• **Exercise objective**
Copy out all the data, word for word.

• **Data for this task**
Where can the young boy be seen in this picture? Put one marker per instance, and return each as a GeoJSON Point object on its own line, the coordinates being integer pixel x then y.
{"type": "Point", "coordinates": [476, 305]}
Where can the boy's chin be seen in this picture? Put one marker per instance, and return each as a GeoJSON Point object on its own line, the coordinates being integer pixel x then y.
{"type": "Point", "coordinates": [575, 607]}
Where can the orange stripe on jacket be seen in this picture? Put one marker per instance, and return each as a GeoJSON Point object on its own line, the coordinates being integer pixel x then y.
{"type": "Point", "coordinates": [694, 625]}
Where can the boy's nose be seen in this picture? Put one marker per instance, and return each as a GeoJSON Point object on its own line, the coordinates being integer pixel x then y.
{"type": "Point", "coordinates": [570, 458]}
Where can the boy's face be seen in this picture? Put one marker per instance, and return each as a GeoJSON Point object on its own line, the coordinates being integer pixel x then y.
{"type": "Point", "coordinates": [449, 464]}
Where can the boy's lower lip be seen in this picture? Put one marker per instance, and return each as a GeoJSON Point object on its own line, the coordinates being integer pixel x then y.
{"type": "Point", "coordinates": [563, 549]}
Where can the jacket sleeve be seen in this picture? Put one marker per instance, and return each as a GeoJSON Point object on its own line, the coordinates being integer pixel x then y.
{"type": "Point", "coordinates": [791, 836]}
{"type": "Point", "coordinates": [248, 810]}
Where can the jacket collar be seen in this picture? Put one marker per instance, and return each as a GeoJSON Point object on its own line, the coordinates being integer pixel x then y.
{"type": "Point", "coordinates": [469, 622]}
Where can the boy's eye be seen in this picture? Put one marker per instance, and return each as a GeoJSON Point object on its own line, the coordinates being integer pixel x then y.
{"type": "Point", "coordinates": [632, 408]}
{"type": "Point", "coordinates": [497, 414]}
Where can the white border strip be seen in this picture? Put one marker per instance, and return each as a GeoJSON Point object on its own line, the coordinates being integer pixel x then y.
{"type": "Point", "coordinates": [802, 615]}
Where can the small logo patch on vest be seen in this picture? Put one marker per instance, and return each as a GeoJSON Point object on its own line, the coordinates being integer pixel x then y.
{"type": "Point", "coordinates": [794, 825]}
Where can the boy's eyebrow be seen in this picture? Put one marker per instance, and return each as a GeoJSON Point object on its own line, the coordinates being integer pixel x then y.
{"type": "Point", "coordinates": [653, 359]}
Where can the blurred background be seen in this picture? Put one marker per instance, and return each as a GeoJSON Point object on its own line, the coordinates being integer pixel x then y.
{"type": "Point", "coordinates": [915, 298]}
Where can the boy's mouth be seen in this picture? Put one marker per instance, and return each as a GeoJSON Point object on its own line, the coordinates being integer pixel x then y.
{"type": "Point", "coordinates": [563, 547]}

• **Task solution**
Where can the young boy be seen in this picture? Put one marker per instance, and return each as a GeoJSON Point object on its own line, the coordinates being integer pixel x then y.
{"type": "Point", "coordinates": [476, 305]}
Where can the boy's chin be seen in this picture? Put one marker per instance, and return each as a GeoJSON Point object on its own line, the coordinates being integer pixel x then y.
{"type": "Point", "coordinates": [575, 607]}
Where can the orange stripe on jacket be seen in this picture? Put one marker per instance, and return each as a GeoJSON Point object on its own line, the coordinates being integer pixel x then y.
{"type": "Point", "coordinates": [694, 625]}
Where can the boy's nose be seen in this picture? Put one marker per instance, and return each as a GeoJSON Point object on its own line, the coordinates being integer pixel x then y.
{"type": "Point", "coordinates": [570, 458]}
Where can the boy's face be seen in this picture? Put one marker per instance, and return each as a GeoJSON Point object on its own line, the coordinates being integer pixel x then y.
{"type": "Point", "coordinates": [449, 464]}
Where can the boy's lower lip be seen in this picture? Put one marker per instance, and return each as a GeoJSON Point object on its own line, the coordinates being integer pixel x then y.
{"type": "Point", "coordinates": [563, 549]}
Where can the jacket sleeve be seen in this picture? Put one marker per instance, and return each as a GeoJSON Point object on its own line, the coordinates being integer pixel x then y.
{"type": "Point", "coordinates": [791, 836]}
{"type": "Point", "coordinates": [248, 810]}
Where can the jacket collar be seen in this picture? Put one marker per instance, and return each as a GeoJSON Point object on its own line, the coordinates being integer pixel x then y.
{"type": "Point", "coordinates": [469, 622]}
Where can the boy's eye be seen in this picture? Put one marker per instance, and return each as a GeoJSON Point object on its own line, the coordinates being integer pixel x then y.
{"type": "Point", "coordinates": [632, 408]}
{"type": "Point", "coordinates": [497, 414]}
Where can the white border strip be seen in this picture? Put one marker per instance, and return each as a GeoJSON Point object on its own line, the coordinates being integer pixel x then y.
{"type": "Point", "coordinates": [802, 615]}
Where can the small logo patch on vest be seen in this picture? Put one marker per instance, and return each as a GeoJSON Point object on its own line, the coordinates being integer pixel x then y.
{"type": "Point", "coordinates": [794, 825]}
Where can the boy's eyebrow be seen in this picture? Put one marker per instance, and return each as a GeoJSON Point object on its own line, the coordinates being integer pixel x then y.
{"type": "Point", "coordinates": [653, 359]}
Where can the blurred background be seen in this picture? Put one marker per instance, and return each as a GeoJSON Point object on its own line, the coordinates being integer pixel x then y.
{"type": "Point", "coordinates": [915, 298]}
Where can the boy's mouth be seen in this picture? Put one marker per instance, and return each as a GeoJSON Point object on its own line, the coordinates being integer pixel x then y.
{"type": "Point", "coordinates": [563, 547]}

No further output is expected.